- Исходный текст:
Чрез лихолетие эпохи… Письма 1922–1936 годов - Пастернак Борис Леонидович
Шрифт:
Интервал:
Закладка:
Не забудь, пожалуйста, поблагодарить Родзевича. Не сообщит ли он мне свое отчество?
Письмо 124
22 октября <1927 г.>
Цветаева – Пастернаку
[Борис, вчера твое письмо о полете. Что ж, Борис, – эврика!]
Борис, понимаешь ли ты сам значение для тебя этого дня. Тобою открыт новый мир, твой второй дождь, уже ставший – в определении тебя – общим местом и посему – ощущала это с тоской – нуждавшийся в заместителе. Борис! Ведь еще ничего о полете, а о воздухе – только моя поэма, еще не вышедшая.
Борис, слов нет, чтобы высказать тебе всю радость, всю веру. Новая эра, вторая песнь твоего эпоса, Борис. Это Бог тебя, Борис, вознаградил за Шмидта. (Женя твой, конечно, будет летчиком?) Помнишь, в одном письме я говорила тебе: пожалуйста, без людей, эпос вселенной. И Асе говорила: Библию по возможности без народов. Тот вздох у тебя есть. Помнишь – 3 день творения, Борис, в неумелой статье о тебе. И вот – сбылось.
Давай по чести: что́ могло заткнуть в тебе зияющую вопиющую дыру, оставленную Годом. Соприкоснувшись с Годом – народом – эпосом – не мог же ты вернуться к – давай по чести – меньшему: – доказательство сирень и ландыши, мастерские и этим обреченные. Ты не мастер, Борис, упаси Бог, ты вечный ученик сил. И вот – на выручку – воздух: ПРО-СТРА-А-АНСТВО.
Один страх, Борис, – твоей доверчивости и щедрости в радости. Пойдешь по разным Маяковским и Асеевым разносить заразу бездны, учуют, полетят, напишут, и хорошо, конечно, и ты не будешь фактически – первым, что́ в данную минуту – и через 100 лет – мне – истории – важно. Ах, если бы я могла отсюда заткнуть тебе глотку! Будь я с тобой, знаешь, что бы я сделала: защелкнула бы тебя на ключ: пиши, потом – толчок в спину – неси. – Точное мое хотение: брось всё остальное и приним<айся> тотчас же. Отстояться – отслоиться – вздор. Отстояться – часто <подчеркнуто дважды> – рассосаться! Ведь это же болезнь, Борис, если моя – fiévre pourpre[118] (Св. Августин), то твоя – fièvre-azur?[119] нет – éther[120], м.б., не важно, сам найдешь.

- Упражнения:
**a.** Определите, соответствуют ли письму Цветаевой Пастернаку утверждения (i), (ii) и (iii). На каждое ответьте «да» или «нет» и дословно приведите решающие слова письма. (i) Цветаева пишет, что о воздухе пока есть только её поэма, которая ещё не вышла. (ii) Цветаева советует Пастернаку дать замыслу отстояться, прежде чем приниматься за работу. (iii) Цветаева называет Пастернака мастером.
**b.** Продолжите письмо Цветаевой Пастернаку о полёте, начав сразу после его последней фразы.
Приведённые далее данные — отдельный материал, с текстом не связанный.

- Извлечённые данные:

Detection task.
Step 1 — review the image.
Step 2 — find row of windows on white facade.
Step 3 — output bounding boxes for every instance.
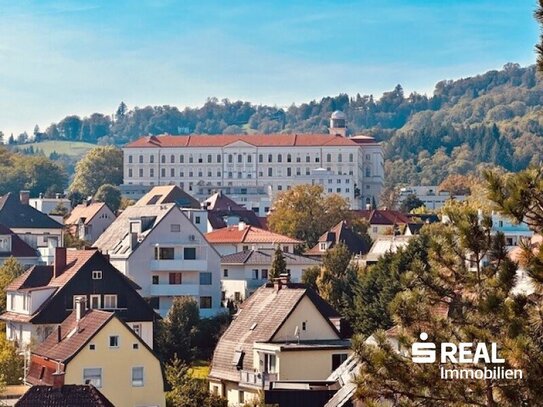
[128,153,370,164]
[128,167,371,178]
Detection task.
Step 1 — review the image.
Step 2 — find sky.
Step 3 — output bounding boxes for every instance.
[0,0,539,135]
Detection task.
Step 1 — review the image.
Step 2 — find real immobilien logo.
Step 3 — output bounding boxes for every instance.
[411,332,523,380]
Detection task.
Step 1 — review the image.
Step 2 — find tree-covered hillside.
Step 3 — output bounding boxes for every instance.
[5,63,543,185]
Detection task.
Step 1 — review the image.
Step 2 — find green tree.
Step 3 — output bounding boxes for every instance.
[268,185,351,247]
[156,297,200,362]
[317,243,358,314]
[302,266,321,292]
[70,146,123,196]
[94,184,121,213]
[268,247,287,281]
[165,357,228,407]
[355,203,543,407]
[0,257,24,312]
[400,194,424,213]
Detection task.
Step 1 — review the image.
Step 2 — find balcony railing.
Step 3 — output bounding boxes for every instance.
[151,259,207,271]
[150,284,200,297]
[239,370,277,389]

- Ответы к упражнению:
**a.**
(i) Да: «а о воздухе – только моя поэма, еще не вышедшая».
(ii) Нет: «Отстояться – отслоиться – вздор».
(iii) Нет: «Ты не мастер, Борис, упаси Бог, ты вечный ученик сил».

**b.**
А теперь о маленькой частности. «Я взял с собой Женю» – первая мысль: счастливец! с таким отцом – такое! И – укол. И весь сеанс кинематографа – душевная щемь – тоска, нежелание вернуться к письму. Только много потом озарило: да вовсе не с мальчиком! И – странно – полный покой, точно ты один летал <над строкой: и летчик>. Тут я ревновала, конечно, к предвосхищенным воспоминаниям его, отстоящим в будущем, в котором – если вспомнит 70 лет – меня конечно не будет. В этом полете его с тобой была моя смерть: моя нечислимость в твоей жизни – в его воспоминаниях. Мое двойное отсутствие. А та́к —
[А Женя – что ж, современница]
А вот моя встреча с авиацией. В Трианоне. Месяца три назад. Разгар лета и леса, деревья, внуки тех деревьев, под которыми бегал дофин с сестрою. Ни души! Спиленный дуб. – Считание кругов. – Считают из серед<ины> к окружн<ости> – С. и обратно – жена Сувчинского. Так как направлений только два, [а я третья] уступаю, ничего не считаю, гляжу в небо и, кстати, на очередной авион, который вдруг начинает трещать (С: «Глядите! Глядите!») и падать с чем-то черным рядом. – Разбился. – Летим. Бог весть откуда – только что парк был пуст – со всех сторон люди. Сторож, потерявший ключ от ближайшей калитки. Упал рядом, но за оградой парка, т. е. за рвом, пробуем прыгнуть – глубина и вода, бежим рвом, ров не кончается, словом, когда подходим к фруктовому садику[121], в который суждено было упасть летчику – от авиона ни следа: в щепы! Карета скорой помощи – на́ смерть. Протискиваемся: вроде Муркиных игрушек к вечеру водворения: жесть, фанера, куски шелка – легчайшее, ненадежнейшее, что́ есть. И эти лоскутья, клочья, осколки жадно разбирает толпа, особенно женщины, особенно мальчики. Porte-bonheur[122] вроде дерева висельника? Киплю и – через минуту – в руке зазубренная щепа: на память – для Али. Домой – т. е. к верс<альскому> вокзалу – бесконечн<ым> шоссэ, мимо лавчонок и трактиров, серебром застав. – Так они вправду серебряные?
Разбившийся на самых днях должен был лететь в <нрзбр.>.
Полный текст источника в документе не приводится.